◆ WHAT YOU NEED TO DO
Count the lines in the entries below that contain the word "berry" and give only that number.

◆ DATA TO USE
··········
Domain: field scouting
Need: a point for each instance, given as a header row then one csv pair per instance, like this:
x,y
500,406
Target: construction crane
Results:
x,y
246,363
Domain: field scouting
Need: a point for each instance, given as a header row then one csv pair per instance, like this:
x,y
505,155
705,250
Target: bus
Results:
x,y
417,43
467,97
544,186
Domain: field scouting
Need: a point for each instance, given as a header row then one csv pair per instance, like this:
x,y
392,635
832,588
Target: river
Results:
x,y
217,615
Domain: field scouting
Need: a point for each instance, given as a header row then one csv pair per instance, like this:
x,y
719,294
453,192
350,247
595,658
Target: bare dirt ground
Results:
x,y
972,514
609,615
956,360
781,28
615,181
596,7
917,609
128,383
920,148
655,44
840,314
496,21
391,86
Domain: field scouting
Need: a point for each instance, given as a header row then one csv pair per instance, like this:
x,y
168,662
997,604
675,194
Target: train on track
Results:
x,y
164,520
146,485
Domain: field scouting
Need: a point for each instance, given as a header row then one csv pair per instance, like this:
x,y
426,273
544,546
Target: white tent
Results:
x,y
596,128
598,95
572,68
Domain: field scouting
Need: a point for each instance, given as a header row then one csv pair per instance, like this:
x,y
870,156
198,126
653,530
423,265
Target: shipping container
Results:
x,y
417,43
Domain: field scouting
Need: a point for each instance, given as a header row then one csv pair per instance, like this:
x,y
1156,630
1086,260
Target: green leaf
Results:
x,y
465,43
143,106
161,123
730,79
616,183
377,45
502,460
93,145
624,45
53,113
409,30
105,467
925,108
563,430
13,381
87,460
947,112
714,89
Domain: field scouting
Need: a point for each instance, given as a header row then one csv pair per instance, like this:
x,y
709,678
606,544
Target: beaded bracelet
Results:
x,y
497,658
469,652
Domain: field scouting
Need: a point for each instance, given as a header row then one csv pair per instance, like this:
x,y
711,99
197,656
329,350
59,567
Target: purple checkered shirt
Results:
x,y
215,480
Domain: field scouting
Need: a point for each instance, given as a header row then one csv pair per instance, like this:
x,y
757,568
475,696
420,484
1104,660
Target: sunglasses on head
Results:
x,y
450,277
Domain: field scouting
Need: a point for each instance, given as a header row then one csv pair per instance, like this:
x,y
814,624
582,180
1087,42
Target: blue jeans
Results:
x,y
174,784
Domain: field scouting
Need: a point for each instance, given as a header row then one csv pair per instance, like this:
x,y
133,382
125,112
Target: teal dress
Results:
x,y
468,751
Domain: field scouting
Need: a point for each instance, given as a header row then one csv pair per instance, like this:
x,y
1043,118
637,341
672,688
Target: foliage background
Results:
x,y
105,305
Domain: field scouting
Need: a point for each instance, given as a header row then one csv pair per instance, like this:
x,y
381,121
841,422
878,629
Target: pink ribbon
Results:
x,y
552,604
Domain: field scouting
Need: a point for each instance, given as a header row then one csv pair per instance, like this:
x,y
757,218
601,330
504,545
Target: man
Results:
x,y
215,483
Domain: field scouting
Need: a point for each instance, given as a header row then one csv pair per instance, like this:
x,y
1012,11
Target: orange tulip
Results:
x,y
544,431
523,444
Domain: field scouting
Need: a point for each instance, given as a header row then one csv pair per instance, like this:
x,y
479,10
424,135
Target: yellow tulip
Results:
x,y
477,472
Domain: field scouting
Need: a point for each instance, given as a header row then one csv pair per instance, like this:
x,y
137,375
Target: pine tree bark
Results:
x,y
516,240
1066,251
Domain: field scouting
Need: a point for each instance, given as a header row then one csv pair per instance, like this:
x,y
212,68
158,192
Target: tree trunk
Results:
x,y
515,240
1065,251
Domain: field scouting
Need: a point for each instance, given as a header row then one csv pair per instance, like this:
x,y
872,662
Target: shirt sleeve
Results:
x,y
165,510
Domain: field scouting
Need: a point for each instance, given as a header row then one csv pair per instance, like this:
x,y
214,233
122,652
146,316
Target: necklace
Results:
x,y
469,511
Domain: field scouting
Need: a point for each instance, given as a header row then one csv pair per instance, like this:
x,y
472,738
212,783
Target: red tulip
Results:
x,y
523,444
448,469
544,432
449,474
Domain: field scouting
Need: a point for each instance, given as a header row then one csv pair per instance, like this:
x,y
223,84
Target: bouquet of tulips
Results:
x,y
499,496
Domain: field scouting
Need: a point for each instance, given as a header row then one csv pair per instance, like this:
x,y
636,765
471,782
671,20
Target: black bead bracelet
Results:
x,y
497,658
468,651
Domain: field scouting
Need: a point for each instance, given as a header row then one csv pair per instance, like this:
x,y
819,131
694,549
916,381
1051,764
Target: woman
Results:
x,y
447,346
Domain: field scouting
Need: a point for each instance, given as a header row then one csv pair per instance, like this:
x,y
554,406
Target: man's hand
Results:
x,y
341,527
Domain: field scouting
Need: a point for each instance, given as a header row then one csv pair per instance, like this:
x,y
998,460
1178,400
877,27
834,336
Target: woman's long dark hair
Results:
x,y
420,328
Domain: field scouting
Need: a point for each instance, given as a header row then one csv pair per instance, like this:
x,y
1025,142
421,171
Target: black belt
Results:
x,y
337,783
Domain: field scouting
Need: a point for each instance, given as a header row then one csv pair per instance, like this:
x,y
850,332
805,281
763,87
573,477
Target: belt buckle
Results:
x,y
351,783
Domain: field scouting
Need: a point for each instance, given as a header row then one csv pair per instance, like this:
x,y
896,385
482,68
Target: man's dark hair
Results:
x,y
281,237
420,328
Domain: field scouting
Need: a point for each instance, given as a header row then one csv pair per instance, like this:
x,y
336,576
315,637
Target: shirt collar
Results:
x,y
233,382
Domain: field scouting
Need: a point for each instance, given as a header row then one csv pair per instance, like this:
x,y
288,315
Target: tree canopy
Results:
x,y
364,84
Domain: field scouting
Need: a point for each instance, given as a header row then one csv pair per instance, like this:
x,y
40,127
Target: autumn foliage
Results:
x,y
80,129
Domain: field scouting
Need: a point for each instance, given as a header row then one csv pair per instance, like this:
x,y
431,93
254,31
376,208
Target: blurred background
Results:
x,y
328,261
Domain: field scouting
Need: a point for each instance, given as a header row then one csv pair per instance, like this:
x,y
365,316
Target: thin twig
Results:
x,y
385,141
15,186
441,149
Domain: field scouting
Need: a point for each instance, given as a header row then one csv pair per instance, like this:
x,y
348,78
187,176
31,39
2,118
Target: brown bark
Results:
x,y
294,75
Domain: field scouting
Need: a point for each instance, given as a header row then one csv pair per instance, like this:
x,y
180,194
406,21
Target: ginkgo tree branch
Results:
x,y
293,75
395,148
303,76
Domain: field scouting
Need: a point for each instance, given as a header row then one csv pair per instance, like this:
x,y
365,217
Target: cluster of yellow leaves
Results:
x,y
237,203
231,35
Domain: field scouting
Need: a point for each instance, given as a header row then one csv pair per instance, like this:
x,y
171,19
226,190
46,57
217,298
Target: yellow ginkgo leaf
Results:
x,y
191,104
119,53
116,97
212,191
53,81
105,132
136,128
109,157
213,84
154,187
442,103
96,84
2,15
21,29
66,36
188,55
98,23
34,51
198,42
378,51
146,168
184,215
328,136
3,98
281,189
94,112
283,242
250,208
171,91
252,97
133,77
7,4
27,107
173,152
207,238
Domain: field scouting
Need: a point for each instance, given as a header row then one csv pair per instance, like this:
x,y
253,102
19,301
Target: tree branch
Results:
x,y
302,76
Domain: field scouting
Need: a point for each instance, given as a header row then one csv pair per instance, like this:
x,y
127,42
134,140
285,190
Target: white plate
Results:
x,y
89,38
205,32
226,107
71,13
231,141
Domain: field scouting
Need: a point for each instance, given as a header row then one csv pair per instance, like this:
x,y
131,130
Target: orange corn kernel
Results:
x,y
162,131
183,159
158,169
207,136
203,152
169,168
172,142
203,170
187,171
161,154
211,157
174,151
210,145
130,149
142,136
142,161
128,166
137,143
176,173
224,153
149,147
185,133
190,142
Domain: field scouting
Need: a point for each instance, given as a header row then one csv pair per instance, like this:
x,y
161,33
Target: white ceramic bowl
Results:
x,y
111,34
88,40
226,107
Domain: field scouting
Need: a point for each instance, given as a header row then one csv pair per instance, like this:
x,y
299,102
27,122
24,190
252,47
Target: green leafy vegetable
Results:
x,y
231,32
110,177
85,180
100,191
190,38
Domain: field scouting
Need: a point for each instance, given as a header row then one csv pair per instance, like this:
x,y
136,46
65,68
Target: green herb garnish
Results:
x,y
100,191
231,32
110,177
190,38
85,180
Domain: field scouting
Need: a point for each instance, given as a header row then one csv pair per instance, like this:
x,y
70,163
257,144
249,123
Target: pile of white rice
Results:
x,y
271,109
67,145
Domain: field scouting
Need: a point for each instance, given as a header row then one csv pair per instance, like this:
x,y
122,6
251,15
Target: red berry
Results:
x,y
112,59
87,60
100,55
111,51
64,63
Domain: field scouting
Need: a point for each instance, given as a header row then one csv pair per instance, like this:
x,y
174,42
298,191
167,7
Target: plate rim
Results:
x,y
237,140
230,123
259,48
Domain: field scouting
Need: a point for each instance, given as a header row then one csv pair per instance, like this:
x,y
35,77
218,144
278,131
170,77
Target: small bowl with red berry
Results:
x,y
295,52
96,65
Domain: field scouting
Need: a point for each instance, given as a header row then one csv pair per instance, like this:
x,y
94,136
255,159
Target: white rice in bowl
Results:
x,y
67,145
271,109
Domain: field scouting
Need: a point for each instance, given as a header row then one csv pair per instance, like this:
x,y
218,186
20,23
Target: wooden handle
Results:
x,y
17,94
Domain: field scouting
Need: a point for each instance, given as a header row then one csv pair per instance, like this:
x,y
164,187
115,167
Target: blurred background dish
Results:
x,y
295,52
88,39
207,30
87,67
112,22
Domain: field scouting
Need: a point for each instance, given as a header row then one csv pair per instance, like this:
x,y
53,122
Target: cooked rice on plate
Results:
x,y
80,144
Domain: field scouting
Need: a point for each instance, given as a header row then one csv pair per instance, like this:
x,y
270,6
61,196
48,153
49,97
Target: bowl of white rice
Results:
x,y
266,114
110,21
··········
◆ WRITTEN REPLY
2